§ **TEKS YANG DIBERIKAN**:
============================================================
Aku khawatir jika zaman telah berlalu cukup panjang ada orang berkata ,’ aku
tdak menemukan hukum rajam dalam kitab allah’, sehinggah manusia akan sesat
karena meninggalkan suatu kewajiban yang telah di turunkan oleh allah. Dan
sesungguhnya hukuman rajam itu benar-benar termaktub dalam kitab allah, yang di
jatuhkan kepada orang yang berzina jika ia telah menikah, baik laki-laki maupun
perempuan, terdapat bukti, atau hamil,atau dengan pengakuan.” ( muttafaq alaih
)[1]
BAB
III
PEMBAHASAN
A. Pengertian Hudud
Hudud adalah bentuk
jama’ dari kata hadd yang berarti mencegah. Disebut hudud karena hukuman itu
dapat mencegah terjadinya perbuatan yang mengakibatkan jatuhnya hukuman.
Adapun
menurut syara’, hudud adalah hukuman yang terukur atas berbagai perbuatan
tertentu, atau hukuman yang telah dipastikan bentuk dan ukurannya dalam
syariat, baik hukuman itu karena melanggar hak Allah maupun merugikan hak
manusia. Adapun macam-macam hudud yaitu zina, Al-Qadzaf
(menuduh zina orang lain), Minum khamr, Pencurian, Murtad.
B. Pendapat Ulama
Ada ulama yang memandang musykil, bahwa
nabi ada memutuskan kasus perzinaan yang dilakukan oleh seseorang. Padahal Nabi
saw. Sendiri menyuruh kita untuk menutup aib orang lain. Dengan demikian, para
ulama berpendapat bahwa nabi mengutus orang untuk menemui seseorang perempuan,
bukan untuk memeriksanya apakah dia berzina atau tidak namun untuk membuktikan
apakah tuduhan terhadap perempuan itu benar atau tidak (tidak sekedar fitnah).
Al-Hafizh berkata: menurut lahir hadist,
unaiz memberitahukan kepada nabi tentang pengakuan si perempuan bahwa memang
benar dia berzina, walaupun nabi telah memberikan wewenang kepada Unaiz unutk
melaksanakan hukuman, jika perempuan itu mengaku. Dapat dipahamkan bahwa Unaiz,
menyampaikan pengakuan perempuan itu kepada nabi dengan membawa seorang saksi
yang turut mendengar pengakuan tersebut.
============================================================
§ **INFORMASI YANG DIEKSTRAK**:
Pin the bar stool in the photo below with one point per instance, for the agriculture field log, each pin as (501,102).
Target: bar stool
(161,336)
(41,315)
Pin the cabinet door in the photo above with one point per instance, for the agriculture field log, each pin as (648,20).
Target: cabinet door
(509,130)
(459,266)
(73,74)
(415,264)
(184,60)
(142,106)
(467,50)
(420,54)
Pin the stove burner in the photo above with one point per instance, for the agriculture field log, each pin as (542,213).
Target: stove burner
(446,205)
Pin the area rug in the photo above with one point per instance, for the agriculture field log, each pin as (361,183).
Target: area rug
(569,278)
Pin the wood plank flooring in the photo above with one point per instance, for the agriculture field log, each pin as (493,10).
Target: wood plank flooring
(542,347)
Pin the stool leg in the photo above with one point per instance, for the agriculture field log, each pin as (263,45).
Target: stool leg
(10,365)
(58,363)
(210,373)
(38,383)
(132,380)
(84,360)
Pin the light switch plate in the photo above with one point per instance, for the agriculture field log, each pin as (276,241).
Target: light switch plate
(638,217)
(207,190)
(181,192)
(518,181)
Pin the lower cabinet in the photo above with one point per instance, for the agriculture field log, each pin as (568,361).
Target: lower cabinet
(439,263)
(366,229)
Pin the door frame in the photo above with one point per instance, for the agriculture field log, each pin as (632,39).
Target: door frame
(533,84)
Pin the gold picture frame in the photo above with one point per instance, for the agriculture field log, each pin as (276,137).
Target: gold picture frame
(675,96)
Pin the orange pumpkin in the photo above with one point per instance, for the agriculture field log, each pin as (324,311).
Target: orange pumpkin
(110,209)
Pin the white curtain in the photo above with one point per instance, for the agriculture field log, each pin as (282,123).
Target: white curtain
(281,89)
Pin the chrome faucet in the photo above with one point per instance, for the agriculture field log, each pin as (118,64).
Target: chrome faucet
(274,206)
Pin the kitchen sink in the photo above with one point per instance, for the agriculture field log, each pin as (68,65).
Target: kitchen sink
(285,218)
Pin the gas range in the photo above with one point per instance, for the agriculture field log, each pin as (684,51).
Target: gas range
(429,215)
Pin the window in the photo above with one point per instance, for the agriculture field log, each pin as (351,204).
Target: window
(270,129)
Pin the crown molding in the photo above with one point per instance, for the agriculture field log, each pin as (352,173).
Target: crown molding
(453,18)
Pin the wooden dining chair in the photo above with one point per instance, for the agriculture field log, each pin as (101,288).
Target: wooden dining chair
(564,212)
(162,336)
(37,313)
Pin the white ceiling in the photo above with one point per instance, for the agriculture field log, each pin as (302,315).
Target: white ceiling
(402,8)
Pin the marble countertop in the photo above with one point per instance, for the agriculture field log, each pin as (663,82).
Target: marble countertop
============================================================
§ **SOAL 1**:
Salin bagian dari teks tentang hudud tanpa mengubah satu kata pun, mulai dari "Aku khawatir jika" dan berakhir pada "mengakibatkan jatuhnya hukuman.".
§ **SOAL 2**:
Dalam teks tentang hudud, ubah paragraf yang diawali "Adapun menurut syara’" menjadi daftar singkat yang tetap memuat fakta utamanya.

§ **HASIL 1**:
Aku khawatir jika zaman telah berlalu cukup panjang ada orang berkata ,’ aku
tdak menemukan hukum rajam dalam kitab allah’, sehinggah manusia akan sesat
karena meninggalkan suatu kewajiban yang telah di turunkan oleh allah. Dan
sesungguhnya hukuman rajam itu benar-benar termaktub dalam kitab allah, yang di
jatuhkan kepada orang yang berzina jika ia telah menikah, baik laki-laki maupun
perempuan, terdapat bukti, atau hamil,atau dengan pengakuan.” ( muttafaq alaih
)[1]
BAB
III
PEMBAHASAN
A. Pengertian Hudud
Hudud adalah bentuk
jama’ dari kata hadd yang berarti mencegah. Disebut hudud karena hukuman itu
dapat mencegah terjadinya perbuatan yang mengakibatkan jatuhnya hukuman.

§ **HASIL 2**:
- Menurut syara', hudud adalah hukuman yang terukur atas perbuatan tertentu, yaitu hukuman yang bentuk dan ukurannya telah dipastikan dalam syariat.
- Hukuman itu berlaku baik karena melanggar hak Allah maupun karena merugikan hak manusia.
- Macam-macam hudud: zina, al-qadzaf (menuduh zina orang lain), minum khamr, pencurian, dan murtad.